>> Start DOCUMENT SEGMENT

# Best and Worst States/Locales for Small Business and Why?



## barringerfurniture (Sep 17, 2013)

This post was inspired by a previous post by someone else, concerning whether or not to collect and pay sales tax on products you sell.

As a carpenter for about 16 years working for other contractors and now a struggling small business owner, I have become increasingly aware of how difficult California in particular, makes life for small businesses. Article after article on the internet describes California as "dismal", "impossible", "a complete failure" in supporting, helping, or at least clearing a path for small businesses of any kind to open their doors and have a chance at succeeding. One article gives California an "F" in a grading system state by state.

Between state/federal income taxes, sales taxes, self-employment taxes, licensure if applicable and it's associated annual fees, payroll tax and workers comp (as much as 30% here) if applicable, zoning regulations prohibiting work out of your home, etc, etc, etc,.....It just seems downright impossible at times.

So this is partly a rant but mainly I'm interested in how others view their own state's climate in regard to small business in general but woodworking, cabinetmaking, furniture and other construction-related shops in particular.

Thanks for any comments or insight.


----------



## Pono (Mar 10, 2012)

Hawaii is the worst to do business in.Huge list of problems here if you arent a huge corporation the powers that be could care less.


----------



## Gene01 (Jan 5, 2009)

It's pretty easy in AZ. It's the cities and sometimes the counties that get in your way. But, the state is welcoming to small businesses.


----------



## barringerfurniture (Sep 17, 2013)

>> End DOCUMENT SEGMENT
>> Start DATA EXTRACT

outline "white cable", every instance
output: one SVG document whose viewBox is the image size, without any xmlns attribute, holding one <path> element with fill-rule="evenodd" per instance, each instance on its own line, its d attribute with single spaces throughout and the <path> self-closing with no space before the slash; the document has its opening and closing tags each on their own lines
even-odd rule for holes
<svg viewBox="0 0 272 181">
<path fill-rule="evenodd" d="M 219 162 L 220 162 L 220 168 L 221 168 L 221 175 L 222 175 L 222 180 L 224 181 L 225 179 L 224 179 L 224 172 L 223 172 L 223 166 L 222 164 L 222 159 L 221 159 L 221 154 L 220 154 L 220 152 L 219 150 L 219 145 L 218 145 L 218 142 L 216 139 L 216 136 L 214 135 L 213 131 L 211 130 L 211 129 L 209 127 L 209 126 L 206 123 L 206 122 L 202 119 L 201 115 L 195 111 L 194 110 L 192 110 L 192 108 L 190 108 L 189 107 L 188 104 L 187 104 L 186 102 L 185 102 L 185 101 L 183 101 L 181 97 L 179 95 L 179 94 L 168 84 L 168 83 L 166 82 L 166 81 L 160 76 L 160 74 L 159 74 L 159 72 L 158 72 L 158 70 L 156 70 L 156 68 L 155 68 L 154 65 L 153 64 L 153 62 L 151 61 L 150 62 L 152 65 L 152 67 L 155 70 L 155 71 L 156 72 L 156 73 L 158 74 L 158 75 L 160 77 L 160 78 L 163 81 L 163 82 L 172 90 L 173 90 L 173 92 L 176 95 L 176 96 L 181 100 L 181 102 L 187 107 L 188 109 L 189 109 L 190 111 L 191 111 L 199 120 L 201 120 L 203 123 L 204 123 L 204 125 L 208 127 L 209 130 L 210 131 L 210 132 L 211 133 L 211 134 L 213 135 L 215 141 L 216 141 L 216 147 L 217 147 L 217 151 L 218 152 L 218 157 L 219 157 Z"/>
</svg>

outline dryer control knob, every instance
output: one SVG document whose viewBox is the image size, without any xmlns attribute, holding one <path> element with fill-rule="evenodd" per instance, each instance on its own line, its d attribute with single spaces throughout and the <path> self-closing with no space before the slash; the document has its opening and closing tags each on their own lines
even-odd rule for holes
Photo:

>> End DATA EXTRACT

▶ [WORK INSTRUCTIONS]
[A] According to the small business forum thread, why does running a small business seem downright impossible at times to the person who started it? Answer in one to three sentences.
[B] Carry on the small business forum thread from the point where it ends.

▶ [SOLVED TASKS]
[A] The person who started the thread names a pile of costs and rules that come together: state and federal income taxes, sales taxes, self-employment taxes, and licensing with its annual fees where it applies. There are also payroll tax and workers' comp, which can run as high as 30% there, plus zoning regulations that prohibit working out of one's home.

[B]
Just speculating here, but I wonder if the politics in Hawaii are purposely invested in keeping droves of prospective start-ups out - a way to prevent overpopulation like we have here in California. I could see the logic in this, if it is at all true.

What doesn't make sense about California though, is that as it has become unbearably overcrowded in my opinion, it has also become increasingly difficult as a business, to open your doors legitimately, on the books. Maybe it's an intentional double-standard, making it possible for only the big boys to continue raking in mass profits from the droves of California transplants that never seem to cease.

I've read elsewhere that Arizona, along with Texas, Idaho and a few others, is great for small business.


----------



## a1Jim (Aug 9, 2008)

Oregon does not have a sales tax, so no problem dealing with taxes. Income wise you just report what you've made.


----------



## fge (Sep 8, 2008)

Here in TX it is very small business friendly. That has benefited us in our small business.

That said, there is one other thing I am quickly becoming aware of due to this easy life for small start up business. Basically anyone with a screw gun and a table saw can call themselves a cabinet shop and advertise and begin taking on work for extremely low prices. Just the past year 3 cabinet shops opened up in a 5 mile radius of me. Two of them are giving cabinets away for close to free.


----------



## madts (Dec 30, 2011)

I have worked for two companies in Texas. Both would leave the back door open during the day so that when immigration called, all the illegals could hightail it with out being seen from the street. Also OSHA is basically nonexistent in the state unless you have a union on the premise. We have many injuries at both plants , but none were filed so OSHA was not called. The owners did not care, because new labor is cheep. This all adds to the low cost of doing business.

If that is the way you want to conduct your business, that is your choice. Just do not get caught.


----------



## barringerfurniture (Sep 17, 2013)

Jerry, yeah that's not good either. I suppose there needs to be some middle ground that weeds out the riff-raff, yet isn't prohibitive to good folks who provide a quality service.

Aside from the subject of taxes, the Contractors State License Board here in California is the definition of overly-bureaucratic, cash cow insanity. I could rant about it for a long time but I wouldn't know where to stop. So I won't even start. They have bullet-proof glass all over the office because they infuriate people daily. They're horrible.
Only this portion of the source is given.